▶ [Task data]
* start *
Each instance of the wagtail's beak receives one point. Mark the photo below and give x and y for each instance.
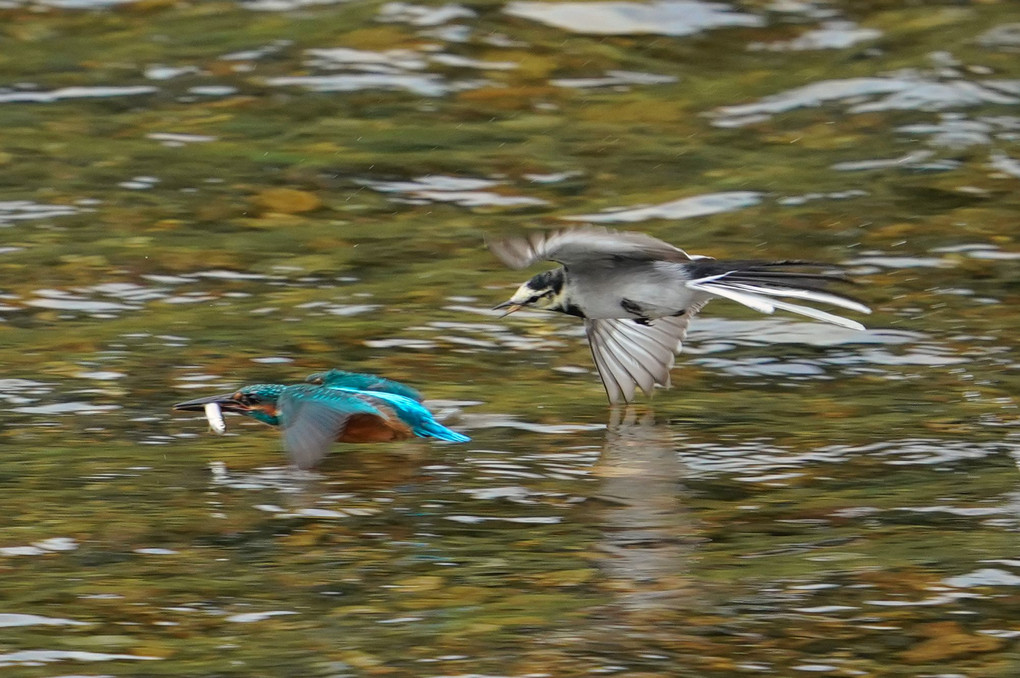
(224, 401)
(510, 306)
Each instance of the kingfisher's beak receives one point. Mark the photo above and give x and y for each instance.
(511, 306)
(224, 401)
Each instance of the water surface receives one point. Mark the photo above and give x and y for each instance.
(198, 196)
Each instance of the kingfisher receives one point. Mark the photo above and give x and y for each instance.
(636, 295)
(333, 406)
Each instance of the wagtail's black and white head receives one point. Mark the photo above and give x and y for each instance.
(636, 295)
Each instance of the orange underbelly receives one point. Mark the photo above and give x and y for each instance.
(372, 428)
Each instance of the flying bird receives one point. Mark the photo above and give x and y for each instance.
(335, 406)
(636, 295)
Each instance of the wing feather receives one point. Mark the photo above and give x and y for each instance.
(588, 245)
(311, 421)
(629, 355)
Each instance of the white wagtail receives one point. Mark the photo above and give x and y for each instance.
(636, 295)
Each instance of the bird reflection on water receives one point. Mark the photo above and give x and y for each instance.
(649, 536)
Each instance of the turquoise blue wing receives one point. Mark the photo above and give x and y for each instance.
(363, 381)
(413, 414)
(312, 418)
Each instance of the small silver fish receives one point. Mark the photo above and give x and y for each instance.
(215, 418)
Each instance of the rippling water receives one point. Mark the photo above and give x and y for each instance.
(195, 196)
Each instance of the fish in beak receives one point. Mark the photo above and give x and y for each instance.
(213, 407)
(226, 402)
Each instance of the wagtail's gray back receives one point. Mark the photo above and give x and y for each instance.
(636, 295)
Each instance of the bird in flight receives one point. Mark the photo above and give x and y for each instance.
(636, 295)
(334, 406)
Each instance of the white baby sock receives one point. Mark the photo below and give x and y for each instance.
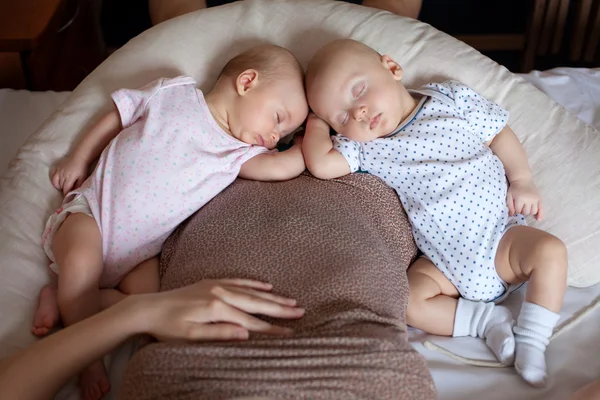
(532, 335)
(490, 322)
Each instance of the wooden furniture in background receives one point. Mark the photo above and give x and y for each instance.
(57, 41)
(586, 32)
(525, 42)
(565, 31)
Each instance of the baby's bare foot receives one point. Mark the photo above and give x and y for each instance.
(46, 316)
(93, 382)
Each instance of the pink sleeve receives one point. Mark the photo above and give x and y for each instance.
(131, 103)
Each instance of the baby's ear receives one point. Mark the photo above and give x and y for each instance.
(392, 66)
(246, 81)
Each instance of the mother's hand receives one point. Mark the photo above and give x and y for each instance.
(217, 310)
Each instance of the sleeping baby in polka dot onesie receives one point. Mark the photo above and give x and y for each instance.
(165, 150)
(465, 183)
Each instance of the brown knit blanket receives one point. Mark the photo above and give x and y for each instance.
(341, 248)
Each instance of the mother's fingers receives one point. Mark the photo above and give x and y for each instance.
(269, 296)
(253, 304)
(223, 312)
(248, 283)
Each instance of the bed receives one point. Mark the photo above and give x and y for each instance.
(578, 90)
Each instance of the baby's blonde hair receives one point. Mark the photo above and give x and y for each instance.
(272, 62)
* end *
* start *
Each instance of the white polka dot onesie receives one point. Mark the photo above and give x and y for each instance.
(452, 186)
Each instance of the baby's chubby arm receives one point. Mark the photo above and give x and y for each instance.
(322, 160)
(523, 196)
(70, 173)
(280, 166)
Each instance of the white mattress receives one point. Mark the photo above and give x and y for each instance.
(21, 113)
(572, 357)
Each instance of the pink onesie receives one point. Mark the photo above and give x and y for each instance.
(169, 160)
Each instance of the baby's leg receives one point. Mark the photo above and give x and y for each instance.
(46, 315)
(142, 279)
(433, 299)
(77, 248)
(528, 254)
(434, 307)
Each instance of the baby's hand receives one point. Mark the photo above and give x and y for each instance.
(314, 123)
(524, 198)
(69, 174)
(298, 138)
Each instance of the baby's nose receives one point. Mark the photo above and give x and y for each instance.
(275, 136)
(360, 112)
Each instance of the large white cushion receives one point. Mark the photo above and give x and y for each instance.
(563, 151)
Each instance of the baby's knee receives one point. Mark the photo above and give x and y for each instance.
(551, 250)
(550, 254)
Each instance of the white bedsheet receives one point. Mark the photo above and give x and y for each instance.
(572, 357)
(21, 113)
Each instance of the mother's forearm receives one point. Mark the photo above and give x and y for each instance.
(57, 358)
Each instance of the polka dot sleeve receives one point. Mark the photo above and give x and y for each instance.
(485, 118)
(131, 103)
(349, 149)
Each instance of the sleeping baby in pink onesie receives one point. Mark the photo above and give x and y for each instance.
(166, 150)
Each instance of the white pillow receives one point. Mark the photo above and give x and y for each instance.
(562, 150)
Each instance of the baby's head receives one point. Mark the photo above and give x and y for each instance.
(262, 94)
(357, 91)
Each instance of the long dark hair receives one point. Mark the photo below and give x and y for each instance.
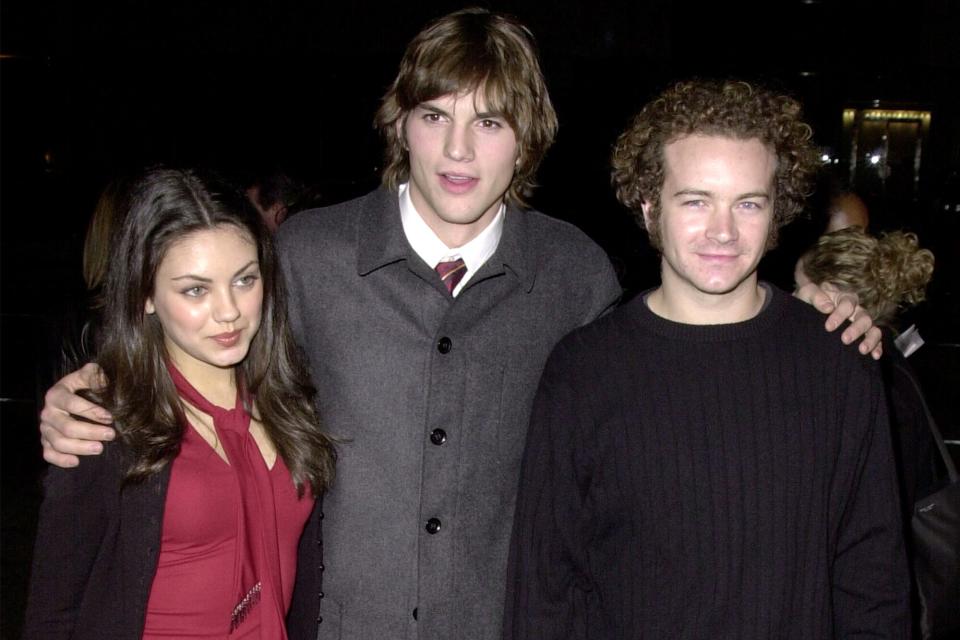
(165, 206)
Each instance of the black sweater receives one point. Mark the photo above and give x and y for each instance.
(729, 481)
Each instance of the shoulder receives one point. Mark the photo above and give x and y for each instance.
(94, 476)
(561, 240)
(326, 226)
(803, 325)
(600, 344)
* end *
* start *
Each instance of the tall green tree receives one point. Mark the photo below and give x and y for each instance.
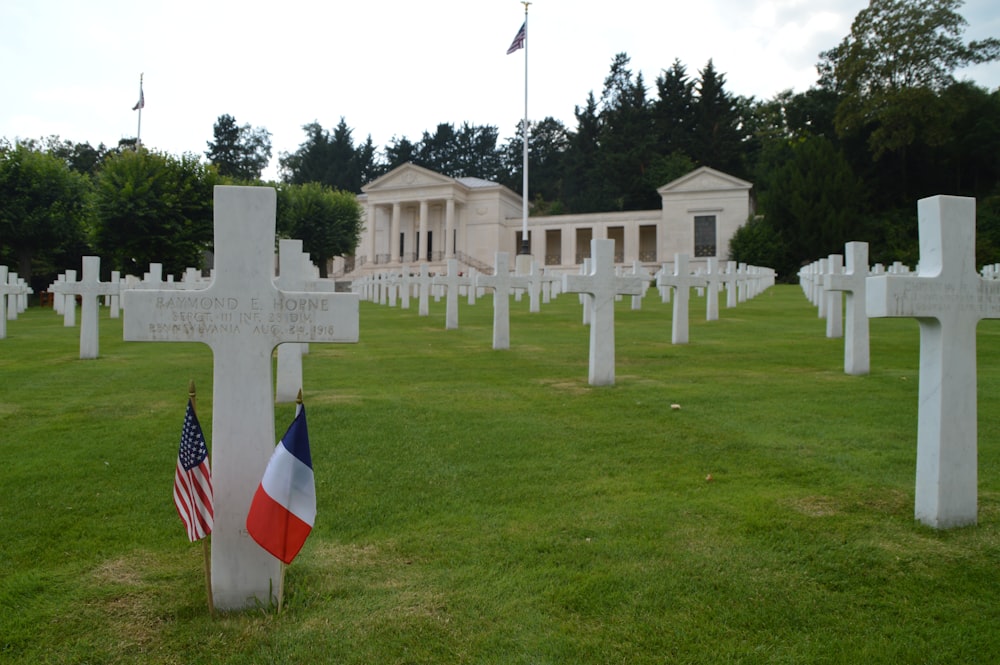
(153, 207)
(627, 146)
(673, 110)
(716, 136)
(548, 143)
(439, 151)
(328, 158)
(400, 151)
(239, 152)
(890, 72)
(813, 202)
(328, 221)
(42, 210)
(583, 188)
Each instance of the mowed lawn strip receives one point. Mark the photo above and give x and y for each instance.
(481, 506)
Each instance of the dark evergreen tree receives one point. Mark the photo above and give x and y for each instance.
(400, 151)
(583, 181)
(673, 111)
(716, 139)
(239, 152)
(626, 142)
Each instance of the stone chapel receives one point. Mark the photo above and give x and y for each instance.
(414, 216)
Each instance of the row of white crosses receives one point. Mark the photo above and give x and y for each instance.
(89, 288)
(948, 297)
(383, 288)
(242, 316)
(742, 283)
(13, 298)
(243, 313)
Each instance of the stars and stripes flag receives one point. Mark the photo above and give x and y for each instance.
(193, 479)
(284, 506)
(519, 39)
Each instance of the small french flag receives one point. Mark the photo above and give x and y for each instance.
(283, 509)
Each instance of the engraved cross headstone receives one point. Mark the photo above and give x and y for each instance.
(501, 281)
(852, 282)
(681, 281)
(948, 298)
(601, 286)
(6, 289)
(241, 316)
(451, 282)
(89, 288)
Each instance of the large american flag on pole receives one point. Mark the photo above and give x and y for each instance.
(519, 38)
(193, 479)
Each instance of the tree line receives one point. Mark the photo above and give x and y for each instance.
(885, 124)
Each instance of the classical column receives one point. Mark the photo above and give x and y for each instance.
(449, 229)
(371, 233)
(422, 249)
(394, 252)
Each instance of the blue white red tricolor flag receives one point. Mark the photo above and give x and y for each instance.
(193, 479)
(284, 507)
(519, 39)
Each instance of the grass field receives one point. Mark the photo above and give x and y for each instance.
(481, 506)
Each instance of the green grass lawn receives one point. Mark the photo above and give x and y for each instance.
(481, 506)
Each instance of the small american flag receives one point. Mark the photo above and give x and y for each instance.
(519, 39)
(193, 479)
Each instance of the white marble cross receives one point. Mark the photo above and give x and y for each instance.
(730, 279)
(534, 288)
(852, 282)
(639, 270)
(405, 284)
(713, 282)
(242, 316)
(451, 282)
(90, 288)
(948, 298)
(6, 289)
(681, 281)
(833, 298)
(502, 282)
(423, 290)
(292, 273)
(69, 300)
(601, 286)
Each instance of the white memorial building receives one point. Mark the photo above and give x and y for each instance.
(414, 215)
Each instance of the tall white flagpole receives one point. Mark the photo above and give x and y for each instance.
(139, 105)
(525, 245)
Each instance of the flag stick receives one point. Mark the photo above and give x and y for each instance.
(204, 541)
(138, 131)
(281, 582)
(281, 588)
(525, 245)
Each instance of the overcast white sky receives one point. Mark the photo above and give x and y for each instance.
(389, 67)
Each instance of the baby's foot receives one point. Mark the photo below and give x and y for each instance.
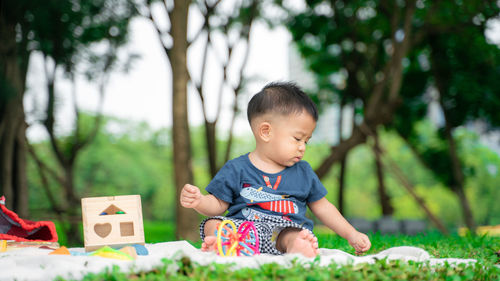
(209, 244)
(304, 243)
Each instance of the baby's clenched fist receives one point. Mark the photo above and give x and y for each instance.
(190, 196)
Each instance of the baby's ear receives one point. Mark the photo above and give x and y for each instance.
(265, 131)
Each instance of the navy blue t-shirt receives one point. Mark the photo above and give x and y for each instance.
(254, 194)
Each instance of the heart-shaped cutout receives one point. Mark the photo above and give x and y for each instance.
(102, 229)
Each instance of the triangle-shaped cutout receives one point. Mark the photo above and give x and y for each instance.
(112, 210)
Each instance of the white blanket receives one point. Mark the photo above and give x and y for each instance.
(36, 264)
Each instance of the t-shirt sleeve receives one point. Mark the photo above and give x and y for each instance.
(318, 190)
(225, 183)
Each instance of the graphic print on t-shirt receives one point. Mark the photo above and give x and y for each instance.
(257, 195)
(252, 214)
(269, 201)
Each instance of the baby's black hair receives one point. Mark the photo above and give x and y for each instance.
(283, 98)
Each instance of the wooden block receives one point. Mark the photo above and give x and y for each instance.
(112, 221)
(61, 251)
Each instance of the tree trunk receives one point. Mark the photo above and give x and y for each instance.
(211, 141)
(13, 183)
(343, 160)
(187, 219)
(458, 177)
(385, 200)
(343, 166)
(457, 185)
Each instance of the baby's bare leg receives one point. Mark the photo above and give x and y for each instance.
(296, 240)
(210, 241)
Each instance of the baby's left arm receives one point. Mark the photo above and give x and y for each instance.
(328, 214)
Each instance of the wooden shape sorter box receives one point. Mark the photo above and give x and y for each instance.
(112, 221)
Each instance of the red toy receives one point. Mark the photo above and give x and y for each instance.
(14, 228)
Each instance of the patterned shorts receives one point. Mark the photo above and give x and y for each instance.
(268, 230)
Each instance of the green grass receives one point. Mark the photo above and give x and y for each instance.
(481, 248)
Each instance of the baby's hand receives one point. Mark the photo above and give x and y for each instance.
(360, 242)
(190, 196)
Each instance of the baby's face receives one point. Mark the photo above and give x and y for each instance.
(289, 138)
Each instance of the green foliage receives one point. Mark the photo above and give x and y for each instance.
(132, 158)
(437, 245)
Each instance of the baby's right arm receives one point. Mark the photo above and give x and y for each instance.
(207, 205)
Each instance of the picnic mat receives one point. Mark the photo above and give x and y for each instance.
* end *
▶ [Short task]
Go through the lines above and pick out each one that contains the word "black". Copy those lines in full.

▶ [Answer to the problem]
Each instance of the wagtail's black and white head receives one point. Mark the photo above and give x and y for each instance.
Each instance of the black sweater receives one point. Mark the photo above and give x and y for each instance.
Each instance of the baby's black hair receives one point. Mark the photo above and give x and y for each instance.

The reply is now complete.